- Problem to solve:
Lines from the one containing "the van wheel" through the end of the data are to be returned exactly, and no others.

** start **

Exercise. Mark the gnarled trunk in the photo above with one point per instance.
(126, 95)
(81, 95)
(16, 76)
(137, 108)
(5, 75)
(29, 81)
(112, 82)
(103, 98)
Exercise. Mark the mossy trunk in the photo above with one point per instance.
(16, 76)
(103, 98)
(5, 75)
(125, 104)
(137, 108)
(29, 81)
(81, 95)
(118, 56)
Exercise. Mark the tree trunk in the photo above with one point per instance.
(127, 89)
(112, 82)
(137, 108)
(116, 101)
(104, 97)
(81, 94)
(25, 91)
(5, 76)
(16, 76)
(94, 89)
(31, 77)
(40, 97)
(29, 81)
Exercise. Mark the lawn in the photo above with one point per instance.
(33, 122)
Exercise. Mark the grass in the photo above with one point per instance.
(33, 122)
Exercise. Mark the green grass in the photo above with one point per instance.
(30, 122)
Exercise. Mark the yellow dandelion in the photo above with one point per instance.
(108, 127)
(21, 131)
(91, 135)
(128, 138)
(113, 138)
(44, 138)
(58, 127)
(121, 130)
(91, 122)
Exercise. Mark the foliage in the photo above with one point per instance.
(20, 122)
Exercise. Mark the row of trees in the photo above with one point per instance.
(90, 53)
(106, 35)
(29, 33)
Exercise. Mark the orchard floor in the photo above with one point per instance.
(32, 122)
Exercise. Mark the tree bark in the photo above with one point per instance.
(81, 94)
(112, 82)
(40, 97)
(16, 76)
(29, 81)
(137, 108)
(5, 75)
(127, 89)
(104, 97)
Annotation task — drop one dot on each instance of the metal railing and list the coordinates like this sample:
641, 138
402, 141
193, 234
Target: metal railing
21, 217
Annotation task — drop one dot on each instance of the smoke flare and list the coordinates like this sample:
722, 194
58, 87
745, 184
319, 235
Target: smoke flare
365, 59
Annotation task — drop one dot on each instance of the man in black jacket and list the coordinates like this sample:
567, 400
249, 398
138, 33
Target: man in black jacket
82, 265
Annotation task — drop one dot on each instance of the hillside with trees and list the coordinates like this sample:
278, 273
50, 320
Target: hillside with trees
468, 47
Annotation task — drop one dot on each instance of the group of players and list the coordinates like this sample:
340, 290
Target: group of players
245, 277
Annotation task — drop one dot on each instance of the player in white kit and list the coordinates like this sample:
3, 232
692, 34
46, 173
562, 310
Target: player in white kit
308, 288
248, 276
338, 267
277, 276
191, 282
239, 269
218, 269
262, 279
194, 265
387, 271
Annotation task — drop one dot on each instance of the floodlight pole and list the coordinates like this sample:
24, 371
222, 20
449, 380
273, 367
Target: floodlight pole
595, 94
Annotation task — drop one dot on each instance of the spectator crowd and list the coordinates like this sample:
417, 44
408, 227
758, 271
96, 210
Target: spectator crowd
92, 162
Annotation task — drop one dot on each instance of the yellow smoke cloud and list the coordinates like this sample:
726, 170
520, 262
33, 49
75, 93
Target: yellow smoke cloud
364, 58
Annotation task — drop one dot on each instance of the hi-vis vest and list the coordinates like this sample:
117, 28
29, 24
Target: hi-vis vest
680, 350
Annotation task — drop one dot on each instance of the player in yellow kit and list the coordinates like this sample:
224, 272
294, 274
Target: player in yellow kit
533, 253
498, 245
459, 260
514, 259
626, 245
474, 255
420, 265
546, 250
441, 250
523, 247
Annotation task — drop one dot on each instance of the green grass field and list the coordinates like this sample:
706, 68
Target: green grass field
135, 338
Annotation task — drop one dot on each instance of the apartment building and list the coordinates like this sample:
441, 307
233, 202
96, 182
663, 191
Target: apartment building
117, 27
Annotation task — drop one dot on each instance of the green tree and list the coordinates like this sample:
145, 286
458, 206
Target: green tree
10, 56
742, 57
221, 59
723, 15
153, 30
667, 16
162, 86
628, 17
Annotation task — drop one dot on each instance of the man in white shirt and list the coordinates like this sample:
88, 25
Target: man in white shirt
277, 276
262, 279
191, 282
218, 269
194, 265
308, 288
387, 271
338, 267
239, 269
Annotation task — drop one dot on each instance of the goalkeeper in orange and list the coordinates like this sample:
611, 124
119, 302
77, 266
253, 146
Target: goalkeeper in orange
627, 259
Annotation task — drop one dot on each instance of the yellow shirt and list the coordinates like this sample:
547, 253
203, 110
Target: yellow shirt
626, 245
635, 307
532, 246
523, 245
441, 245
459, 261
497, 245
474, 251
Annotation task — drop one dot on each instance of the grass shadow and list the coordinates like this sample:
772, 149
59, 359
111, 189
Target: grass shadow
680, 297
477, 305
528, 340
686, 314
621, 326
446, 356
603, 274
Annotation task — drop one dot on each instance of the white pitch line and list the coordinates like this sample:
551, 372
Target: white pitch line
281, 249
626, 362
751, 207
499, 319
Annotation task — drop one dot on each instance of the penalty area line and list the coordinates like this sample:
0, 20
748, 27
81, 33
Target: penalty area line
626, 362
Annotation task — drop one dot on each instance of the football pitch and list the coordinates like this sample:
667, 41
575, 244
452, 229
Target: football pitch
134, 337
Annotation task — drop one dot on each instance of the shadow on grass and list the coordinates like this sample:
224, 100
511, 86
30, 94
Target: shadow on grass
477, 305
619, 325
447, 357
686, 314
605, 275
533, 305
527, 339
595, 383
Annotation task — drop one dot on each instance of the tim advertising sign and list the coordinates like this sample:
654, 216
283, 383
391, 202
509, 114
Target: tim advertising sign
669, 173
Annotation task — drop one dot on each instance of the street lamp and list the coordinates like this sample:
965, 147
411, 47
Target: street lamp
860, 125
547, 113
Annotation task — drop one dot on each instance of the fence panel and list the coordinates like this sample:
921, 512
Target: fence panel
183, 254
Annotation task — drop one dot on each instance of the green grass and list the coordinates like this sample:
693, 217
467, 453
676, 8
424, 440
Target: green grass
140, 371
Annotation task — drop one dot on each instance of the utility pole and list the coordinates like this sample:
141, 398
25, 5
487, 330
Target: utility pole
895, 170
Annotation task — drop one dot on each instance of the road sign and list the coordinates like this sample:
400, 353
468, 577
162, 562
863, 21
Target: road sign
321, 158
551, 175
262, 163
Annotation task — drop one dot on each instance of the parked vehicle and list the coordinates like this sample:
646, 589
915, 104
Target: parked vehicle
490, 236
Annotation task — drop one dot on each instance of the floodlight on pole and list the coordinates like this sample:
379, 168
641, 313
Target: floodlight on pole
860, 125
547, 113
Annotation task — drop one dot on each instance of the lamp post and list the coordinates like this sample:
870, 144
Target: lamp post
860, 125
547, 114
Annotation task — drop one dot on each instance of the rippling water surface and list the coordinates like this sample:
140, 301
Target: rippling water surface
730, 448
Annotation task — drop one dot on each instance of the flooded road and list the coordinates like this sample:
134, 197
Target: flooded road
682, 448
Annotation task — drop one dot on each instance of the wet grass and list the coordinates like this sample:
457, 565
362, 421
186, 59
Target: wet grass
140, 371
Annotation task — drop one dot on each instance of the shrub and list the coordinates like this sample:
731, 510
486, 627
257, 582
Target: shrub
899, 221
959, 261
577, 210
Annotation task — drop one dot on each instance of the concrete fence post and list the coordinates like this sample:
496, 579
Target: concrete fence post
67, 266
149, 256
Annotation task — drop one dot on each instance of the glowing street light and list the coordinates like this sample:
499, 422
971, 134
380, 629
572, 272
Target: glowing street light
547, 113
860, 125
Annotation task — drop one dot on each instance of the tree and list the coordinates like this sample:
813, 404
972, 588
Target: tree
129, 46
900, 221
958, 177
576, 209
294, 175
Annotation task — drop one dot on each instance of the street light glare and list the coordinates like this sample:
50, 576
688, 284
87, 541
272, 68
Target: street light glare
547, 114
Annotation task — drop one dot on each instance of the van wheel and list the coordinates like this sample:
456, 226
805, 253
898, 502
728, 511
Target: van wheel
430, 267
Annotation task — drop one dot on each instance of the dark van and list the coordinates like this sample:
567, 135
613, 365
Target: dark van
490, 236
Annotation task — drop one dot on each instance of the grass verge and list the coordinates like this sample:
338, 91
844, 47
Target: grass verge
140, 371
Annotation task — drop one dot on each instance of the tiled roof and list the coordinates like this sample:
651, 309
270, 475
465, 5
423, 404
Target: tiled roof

** end **

- Reply:
Annotation task — drop one dot on each instance of the van wheel and list the coordinates like this sample:
456, 226
805, 253
898, 502
728, 511
Target: van wheel
430, 267
Annotation task — drop one dot on each instance of the dark van and list the coordinates like this sample:
567, 135
613, 365
Target: dark van
490, 236
Annotation task — drop one dot on each instance of the grass verge and list the coordinates like this sample:
338, 91
844, 47
Target: grass verge
140, 371
Annotation task — drop one dot on each instance of the tiled roof and list the coordinates like this sample:
651, 309
270, 475
465, 5
423, 404
Target: tiled roof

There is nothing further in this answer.